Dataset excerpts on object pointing
────────

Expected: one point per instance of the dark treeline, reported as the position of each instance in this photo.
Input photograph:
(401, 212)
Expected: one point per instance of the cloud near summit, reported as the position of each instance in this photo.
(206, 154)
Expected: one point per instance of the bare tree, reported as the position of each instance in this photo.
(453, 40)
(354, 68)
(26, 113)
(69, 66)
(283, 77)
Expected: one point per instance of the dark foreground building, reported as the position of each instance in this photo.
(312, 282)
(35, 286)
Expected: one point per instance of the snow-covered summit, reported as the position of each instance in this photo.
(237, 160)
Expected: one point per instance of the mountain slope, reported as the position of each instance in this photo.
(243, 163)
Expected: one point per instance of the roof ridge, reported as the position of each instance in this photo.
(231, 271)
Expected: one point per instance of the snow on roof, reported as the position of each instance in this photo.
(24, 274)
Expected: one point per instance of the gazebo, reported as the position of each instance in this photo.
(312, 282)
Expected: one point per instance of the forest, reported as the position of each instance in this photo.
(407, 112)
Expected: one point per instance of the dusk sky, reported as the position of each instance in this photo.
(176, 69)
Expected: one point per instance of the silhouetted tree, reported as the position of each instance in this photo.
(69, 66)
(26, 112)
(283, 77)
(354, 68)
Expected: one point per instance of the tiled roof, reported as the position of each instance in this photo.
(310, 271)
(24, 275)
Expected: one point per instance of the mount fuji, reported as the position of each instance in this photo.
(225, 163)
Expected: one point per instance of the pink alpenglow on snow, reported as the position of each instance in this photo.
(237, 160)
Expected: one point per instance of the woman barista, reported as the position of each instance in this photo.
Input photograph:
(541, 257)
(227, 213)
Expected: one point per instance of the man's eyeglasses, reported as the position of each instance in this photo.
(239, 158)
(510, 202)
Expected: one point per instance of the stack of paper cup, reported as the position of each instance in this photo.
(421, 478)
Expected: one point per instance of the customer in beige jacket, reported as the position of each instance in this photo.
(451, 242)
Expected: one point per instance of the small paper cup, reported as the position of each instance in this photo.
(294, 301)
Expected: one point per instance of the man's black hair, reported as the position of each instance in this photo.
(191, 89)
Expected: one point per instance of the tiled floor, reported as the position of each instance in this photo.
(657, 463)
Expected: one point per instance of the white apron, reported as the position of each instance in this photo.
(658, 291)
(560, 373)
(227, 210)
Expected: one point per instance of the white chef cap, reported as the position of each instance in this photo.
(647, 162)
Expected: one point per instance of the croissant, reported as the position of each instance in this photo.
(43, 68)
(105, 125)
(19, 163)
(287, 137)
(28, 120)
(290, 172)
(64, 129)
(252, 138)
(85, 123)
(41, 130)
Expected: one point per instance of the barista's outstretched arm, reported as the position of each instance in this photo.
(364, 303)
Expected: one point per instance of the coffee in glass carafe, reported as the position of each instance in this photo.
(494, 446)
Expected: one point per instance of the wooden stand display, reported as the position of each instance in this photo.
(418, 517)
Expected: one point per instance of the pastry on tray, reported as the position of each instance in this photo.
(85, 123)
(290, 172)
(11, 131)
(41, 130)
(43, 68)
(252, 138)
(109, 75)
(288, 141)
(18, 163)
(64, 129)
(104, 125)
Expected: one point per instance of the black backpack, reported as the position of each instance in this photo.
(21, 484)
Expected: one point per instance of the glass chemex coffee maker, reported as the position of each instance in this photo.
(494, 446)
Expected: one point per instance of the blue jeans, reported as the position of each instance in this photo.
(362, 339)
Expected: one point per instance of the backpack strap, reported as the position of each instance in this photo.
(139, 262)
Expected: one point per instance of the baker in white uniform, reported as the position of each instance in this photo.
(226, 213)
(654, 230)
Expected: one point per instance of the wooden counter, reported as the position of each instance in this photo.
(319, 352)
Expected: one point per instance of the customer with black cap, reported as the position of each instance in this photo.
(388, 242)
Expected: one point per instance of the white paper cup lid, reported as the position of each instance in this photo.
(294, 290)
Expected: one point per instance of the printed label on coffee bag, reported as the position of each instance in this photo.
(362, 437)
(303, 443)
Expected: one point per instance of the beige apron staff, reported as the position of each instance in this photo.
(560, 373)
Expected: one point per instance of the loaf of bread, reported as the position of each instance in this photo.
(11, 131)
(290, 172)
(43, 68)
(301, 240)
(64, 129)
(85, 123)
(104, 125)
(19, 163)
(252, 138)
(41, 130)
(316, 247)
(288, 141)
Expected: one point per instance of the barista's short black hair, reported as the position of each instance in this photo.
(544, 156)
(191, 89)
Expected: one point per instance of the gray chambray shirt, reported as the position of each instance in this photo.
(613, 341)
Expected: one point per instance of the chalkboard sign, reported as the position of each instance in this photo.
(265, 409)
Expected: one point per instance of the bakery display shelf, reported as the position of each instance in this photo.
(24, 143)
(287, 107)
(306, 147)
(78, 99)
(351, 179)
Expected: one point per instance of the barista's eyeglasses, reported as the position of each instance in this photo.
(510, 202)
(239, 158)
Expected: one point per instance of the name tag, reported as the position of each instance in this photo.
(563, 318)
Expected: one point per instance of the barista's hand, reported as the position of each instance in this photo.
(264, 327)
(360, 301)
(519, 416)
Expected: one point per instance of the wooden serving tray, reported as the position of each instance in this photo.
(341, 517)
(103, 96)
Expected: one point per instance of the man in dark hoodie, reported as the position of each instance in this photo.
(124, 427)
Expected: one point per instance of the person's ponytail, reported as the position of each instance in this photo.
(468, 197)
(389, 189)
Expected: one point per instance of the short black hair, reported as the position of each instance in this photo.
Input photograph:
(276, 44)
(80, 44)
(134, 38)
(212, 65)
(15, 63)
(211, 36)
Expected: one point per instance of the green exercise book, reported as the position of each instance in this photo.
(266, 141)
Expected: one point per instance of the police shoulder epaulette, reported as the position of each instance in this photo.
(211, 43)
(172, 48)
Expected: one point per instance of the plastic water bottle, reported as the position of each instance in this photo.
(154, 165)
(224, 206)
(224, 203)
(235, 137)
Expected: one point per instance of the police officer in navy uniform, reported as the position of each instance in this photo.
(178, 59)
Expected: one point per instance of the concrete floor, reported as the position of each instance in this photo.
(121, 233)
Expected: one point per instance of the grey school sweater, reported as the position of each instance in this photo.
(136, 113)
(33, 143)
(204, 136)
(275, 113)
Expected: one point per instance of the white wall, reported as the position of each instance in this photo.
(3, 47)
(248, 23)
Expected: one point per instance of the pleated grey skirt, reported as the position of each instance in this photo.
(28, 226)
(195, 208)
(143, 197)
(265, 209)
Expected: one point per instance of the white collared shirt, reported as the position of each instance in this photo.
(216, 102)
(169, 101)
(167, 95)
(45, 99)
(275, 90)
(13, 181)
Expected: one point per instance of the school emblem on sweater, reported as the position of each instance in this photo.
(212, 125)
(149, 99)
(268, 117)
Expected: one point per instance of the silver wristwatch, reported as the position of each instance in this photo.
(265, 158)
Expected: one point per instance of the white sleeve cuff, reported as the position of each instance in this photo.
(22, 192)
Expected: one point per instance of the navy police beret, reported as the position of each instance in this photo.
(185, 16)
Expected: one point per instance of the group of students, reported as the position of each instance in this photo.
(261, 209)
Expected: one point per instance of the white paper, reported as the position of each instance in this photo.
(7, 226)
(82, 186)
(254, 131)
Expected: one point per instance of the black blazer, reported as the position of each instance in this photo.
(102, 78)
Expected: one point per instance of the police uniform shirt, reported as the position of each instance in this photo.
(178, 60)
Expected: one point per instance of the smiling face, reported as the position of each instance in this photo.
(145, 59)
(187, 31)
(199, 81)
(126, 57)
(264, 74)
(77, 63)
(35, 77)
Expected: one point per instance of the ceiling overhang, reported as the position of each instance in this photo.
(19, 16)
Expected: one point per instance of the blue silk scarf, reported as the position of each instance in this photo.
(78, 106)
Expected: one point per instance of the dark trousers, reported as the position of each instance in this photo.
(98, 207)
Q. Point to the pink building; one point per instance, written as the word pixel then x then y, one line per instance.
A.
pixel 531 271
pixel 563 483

────────

Copy out, word for word, the part of the records that begins with the line containing "Expected: one point per instance of the blue silk" and continues through the end of the records.

Expected: one point per instance of the blue silk scarf, reported as the position of each instance in this photo.
(78, 106)
Expected: one point per instance of the dark trousers, reported as the position of each instance in this photo.
(98, 207)
Q. Point to the pink building; one point per instance, written as the word pixel then x then y, one line per instance.
A.
pixel 531 271
pixel 563 483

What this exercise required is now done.